(Natural-language object grounding data)
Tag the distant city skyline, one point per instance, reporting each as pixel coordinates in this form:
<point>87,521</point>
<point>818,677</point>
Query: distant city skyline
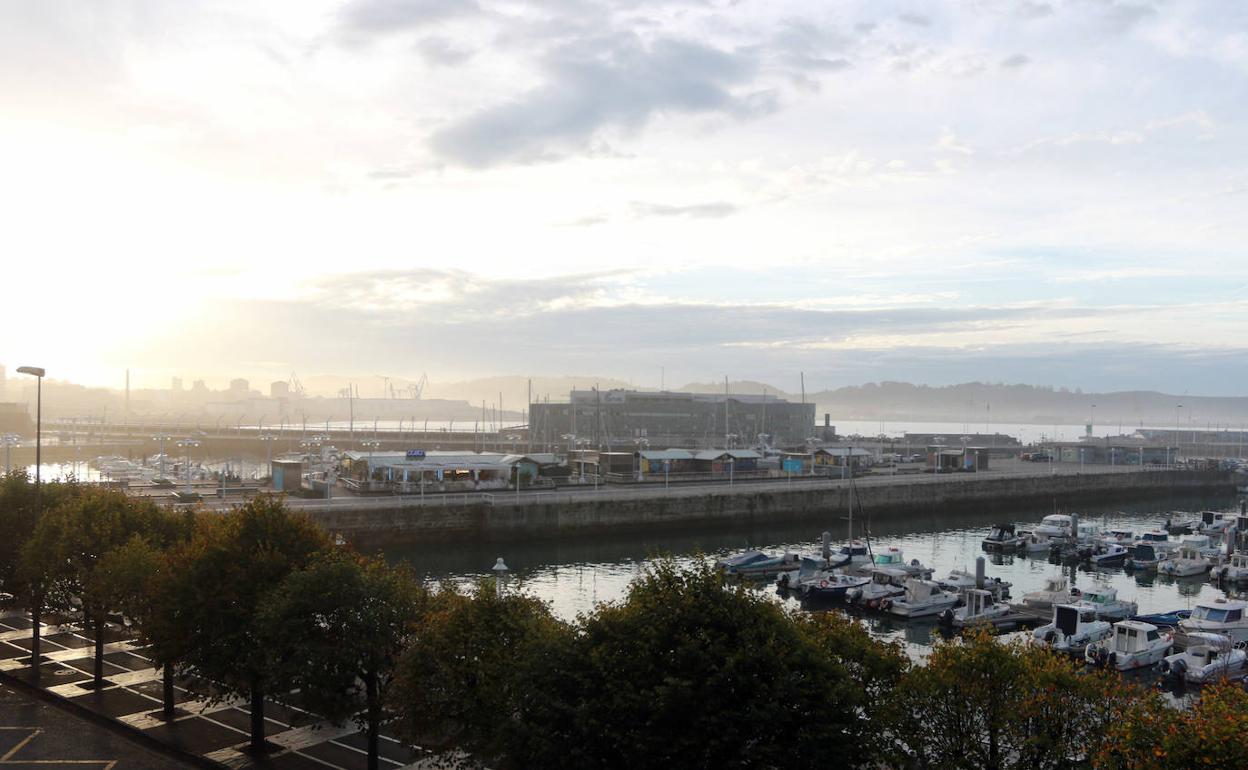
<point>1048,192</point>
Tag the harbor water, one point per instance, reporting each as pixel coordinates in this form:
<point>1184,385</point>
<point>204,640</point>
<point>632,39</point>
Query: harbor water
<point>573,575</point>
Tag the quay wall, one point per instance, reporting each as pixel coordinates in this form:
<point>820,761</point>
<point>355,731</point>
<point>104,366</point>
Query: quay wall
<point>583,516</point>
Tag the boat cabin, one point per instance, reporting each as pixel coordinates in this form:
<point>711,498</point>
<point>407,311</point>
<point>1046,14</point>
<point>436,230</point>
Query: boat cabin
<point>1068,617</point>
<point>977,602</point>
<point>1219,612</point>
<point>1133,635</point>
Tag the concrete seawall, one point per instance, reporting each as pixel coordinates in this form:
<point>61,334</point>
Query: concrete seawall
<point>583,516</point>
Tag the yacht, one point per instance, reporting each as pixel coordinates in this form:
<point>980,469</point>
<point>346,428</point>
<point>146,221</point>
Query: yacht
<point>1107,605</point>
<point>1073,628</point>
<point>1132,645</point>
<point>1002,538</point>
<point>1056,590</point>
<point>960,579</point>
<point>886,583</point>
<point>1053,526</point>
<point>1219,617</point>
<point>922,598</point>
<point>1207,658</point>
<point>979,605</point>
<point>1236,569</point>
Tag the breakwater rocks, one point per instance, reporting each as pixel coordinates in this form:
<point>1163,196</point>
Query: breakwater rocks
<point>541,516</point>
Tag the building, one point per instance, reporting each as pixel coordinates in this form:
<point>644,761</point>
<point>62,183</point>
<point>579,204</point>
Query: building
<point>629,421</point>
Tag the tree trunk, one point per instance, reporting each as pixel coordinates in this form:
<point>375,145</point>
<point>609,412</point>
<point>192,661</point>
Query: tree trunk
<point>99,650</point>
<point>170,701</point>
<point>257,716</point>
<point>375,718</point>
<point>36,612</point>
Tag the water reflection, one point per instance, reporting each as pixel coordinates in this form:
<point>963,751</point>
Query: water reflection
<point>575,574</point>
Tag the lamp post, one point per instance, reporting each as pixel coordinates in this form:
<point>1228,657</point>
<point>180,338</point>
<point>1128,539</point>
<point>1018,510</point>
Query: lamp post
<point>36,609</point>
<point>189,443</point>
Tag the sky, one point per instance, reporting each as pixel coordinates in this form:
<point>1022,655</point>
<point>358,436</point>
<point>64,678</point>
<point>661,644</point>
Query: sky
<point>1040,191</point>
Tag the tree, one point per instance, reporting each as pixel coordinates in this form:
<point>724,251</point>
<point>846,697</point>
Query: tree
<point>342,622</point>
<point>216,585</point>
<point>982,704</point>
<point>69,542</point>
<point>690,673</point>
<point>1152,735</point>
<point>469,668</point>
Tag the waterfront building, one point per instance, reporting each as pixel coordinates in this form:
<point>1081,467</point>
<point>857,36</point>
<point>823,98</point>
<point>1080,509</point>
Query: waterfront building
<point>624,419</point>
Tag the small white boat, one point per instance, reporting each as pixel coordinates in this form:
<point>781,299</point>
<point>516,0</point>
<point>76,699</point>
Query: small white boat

◆ Directions for this task
Only a number is wanted here: how many lines of the records above include the string "small"?

◆ Result for this exercise
2